:: Supplied material ::

---

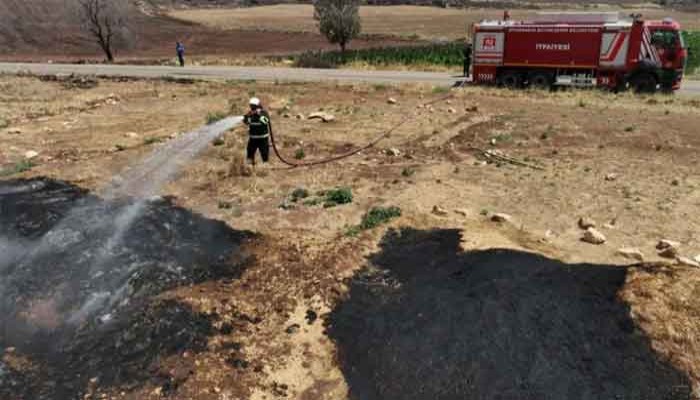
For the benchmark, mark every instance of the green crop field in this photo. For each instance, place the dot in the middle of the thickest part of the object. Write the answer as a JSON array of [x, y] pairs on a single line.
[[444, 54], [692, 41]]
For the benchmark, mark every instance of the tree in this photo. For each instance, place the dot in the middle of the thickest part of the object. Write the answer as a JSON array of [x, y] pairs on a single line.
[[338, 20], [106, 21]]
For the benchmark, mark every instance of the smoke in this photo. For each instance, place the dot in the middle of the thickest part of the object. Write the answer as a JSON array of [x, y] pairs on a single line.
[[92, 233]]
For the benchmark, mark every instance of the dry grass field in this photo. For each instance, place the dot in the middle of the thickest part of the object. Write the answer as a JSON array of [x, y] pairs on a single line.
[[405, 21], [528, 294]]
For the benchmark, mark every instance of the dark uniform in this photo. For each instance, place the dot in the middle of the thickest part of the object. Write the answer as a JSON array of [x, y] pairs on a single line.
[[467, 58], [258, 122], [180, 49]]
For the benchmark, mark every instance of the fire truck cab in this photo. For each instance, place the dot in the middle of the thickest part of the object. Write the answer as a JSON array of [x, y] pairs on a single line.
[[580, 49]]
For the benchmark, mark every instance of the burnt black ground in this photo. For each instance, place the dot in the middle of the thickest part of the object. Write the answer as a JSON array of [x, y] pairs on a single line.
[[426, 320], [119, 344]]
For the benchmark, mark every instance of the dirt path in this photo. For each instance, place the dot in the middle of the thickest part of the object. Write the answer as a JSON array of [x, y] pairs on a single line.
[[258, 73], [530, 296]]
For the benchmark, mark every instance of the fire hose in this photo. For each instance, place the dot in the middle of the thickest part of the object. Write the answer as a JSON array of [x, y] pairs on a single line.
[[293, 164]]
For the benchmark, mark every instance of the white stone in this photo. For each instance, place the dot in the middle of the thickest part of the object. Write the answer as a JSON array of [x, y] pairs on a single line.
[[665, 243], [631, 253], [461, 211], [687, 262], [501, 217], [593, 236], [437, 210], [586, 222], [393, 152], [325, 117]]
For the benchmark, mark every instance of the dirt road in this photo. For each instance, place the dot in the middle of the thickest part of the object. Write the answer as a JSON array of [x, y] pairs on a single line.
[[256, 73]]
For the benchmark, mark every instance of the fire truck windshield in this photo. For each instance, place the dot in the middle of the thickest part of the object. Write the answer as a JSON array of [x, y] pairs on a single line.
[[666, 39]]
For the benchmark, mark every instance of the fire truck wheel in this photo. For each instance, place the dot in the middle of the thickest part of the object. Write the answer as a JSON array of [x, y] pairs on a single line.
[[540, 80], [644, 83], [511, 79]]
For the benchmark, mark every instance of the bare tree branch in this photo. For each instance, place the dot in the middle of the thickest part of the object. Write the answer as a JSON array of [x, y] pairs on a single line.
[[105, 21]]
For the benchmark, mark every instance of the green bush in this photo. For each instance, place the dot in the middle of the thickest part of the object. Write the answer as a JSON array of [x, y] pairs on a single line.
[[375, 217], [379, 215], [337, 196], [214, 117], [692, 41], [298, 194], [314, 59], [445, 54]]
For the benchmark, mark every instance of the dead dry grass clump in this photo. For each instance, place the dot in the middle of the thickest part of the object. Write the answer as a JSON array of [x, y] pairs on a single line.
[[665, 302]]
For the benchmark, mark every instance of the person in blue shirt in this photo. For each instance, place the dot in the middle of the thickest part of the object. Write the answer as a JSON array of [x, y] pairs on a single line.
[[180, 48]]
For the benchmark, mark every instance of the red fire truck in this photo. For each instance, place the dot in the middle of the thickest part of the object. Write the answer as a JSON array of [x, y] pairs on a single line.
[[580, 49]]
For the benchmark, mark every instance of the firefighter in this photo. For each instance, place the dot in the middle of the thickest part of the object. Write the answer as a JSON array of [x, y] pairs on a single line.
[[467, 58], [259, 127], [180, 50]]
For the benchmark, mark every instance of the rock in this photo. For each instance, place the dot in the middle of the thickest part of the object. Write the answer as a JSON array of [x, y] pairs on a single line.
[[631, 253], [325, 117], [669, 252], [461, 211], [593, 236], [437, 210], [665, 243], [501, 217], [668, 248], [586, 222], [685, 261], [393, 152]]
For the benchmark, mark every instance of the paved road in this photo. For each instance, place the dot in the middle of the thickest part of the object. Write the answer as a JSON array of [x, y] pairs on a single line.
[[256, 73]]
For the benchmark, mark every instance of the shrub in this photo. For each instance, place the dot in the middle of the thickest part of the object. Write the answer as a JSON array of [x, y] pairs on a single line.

---

:: What needs to be done ::
Leave out all pictures, then copy the remaining material exactly.

:: Final answer ::
For the benchmark, mark every instance of the green crop field in this photo. For each instance, place the dot in the middle of the thickest part of the object. Write the answer as a JSON array of [x, y] pairs on a single line.
[[444, 54], [692, 41]]
For the benchmark, mark every instance of the tree in this photo. For each instance, place the dot in the middle of the thickest part of the object. Write the answer as a JSON array of [x, y] pairs on a single line.
[[338, 20], [106, 21]]
For the benchmark, mark every instance of the smoke in this photo. For each instance, place the dot in the middle of the thickest part of the object. Write the answer as a JSON array of [x, y] pairs on a single line.
[[92, 233]]
For the benchmark, mark every instance of the dry grass field in this photo. For each instance, place the dot in the middle of the thickest part of the object. Write the answer as a JSON array of [x, y] pairs on a single line.
[[405, 21], [528, 294]]
For the benchmark, mark every instance of the dark uniform in this photo. For each instance, place the dot in the middle of the thickest part of the object. Write the answer as a JSON array of [x, y] pairs on a single line.
[[467, 58], [258, 122], [180, 49]]
For the benchmark, mark every instance of the fire truck cab in this photo. For each instance, place the dot in the middle of the thickest part of the object. Write the answer as a JSON array of [x, y] pairs on a single line.
[[580, 49]]
For the benchmark, mark every instance of the burnt black ground in this photo. For each instance, place the dot in the middle of the thickest part of the object. Write the answer as a JSON array of [x, y] pairs on a single line.
[[426, 320], [119, 344]]
For the benchmark, mark every instance of the dirt path in this photo. For each instance, place the dot in the middle of the thickest part of the object. Write the answer as a JSON array of [x, y] pairs on a single line.
[[258, 73], [530, 296]]
For the benchmark, mark every instance of the fire hose in this photo. For each instance, place the dot in the middle of the thickest part of the object. Write the answer as a JSON array of [x, y] pairs on a single line.
[[293, 164]]
For the benchmark, mark every instance of the white stone in this photo. For each instance, place the dot in the middle of the thickest part of the object. Write the answer as a JSON array of [x, y] pairs on a single line.
[[665, 243], [631, 253], [461, 211], [687, 262], [501, 217], [593, 236], [437, 210], [586, 222], [393, 152], [325, 117]]
For the benchmark, mark every instance of the dirt road in this photo. For each instance, place the dot in the middle of the thickest part of the object. Write the answer as a JSON array of [x, y] pairs on a single line.
[[256, 73]]
For the benchmark, mark every instance of the fire truck windshield in this photo. For each instance, place the dot in the middle of the thickest part of the object. Write the answer as a JSON array of [x, y] pairs on a single line.
[[666, 39]]
For the benchmark, mark every instance of the fire truck wheel in this photo. For each instance, place the dot in the middle of the thickest part of the object. Write the answer as a JSON array of [x, y] pairs on a single line.
[[540, 80], [644, 83], [511, 79]]
For the benchmark, mark every instance of the bare tree branch in this photo. For each instance, place the dot in the middle of the thickest part of the object. Write the answer as a JSON array of [x, y] pairs on a single line.
[[105, 21]]
For the benchmark, mark every instance of the green bush in this photo. For each instance, place the dot in the middle of the thickest part of the object. Write the answer as a JSON array of [x, y] pairs on a single line.
[[375, 217], [379, 215], [337, 196], [214, 117], [692, 41], [298, 194], [314, 59], [445, 54]]
For the benchmark, mark every instance of the dead dry grass clump in this photo. For each instance, place the dot in the middle of the thickest part of the object. Write the answer as a JSON array of [x, y] pairs on a single line.
[[665, 302]]
For the benchmark, mark every instance of the person in blue shirt in this photo. For each instance, place the dot in the middle of the thickest part of the object. Write the answer as a JSON array of [x, y] pairs on a single line.
[[180, 48]]
For the benchmark, mark every instance of the red fire truck in this photo. For each instance, place the dot in the middle of the thickest part of the object. Write the answer as a JSON array of [x, y] pairs on a single line.
[[580, 49]]
For the benchmark, mark every instance of the firefighter in this photo. For each instance, place the dot in the middle of the thickest part of the object. Write the answer as a JSON array of [x, y] pairs on a single line.
[[467, 58], [259, 127], [180, 50]]
For the benchmark, mark every instance of the rock in this photo. For each instance, place the dot in the middle of the thickest part of the object. Write the answer as a JSON array of [x, y] pairs on a single line.
[[631, 253], [325, 117], [669, 252], [461, 211], [593, 236], [437, 210], [665, 243], [501, 217], [668, 248], [586, 222], [685, 261], [393, 152]]
For the benchmark, mark every instance of the paved road in this photo. For each instance, place the dot in the middle of the thickest part of the object. Write the answer as a JSON array of [x, y] pairs on a single line.
[[256, 73]]
For the benchmark, mark every instance of the shrub in this photo. For each instance, place the dot in the middle of the thickest part of the object. Write the answer as a JSON array of [x, y] pairs on a single line.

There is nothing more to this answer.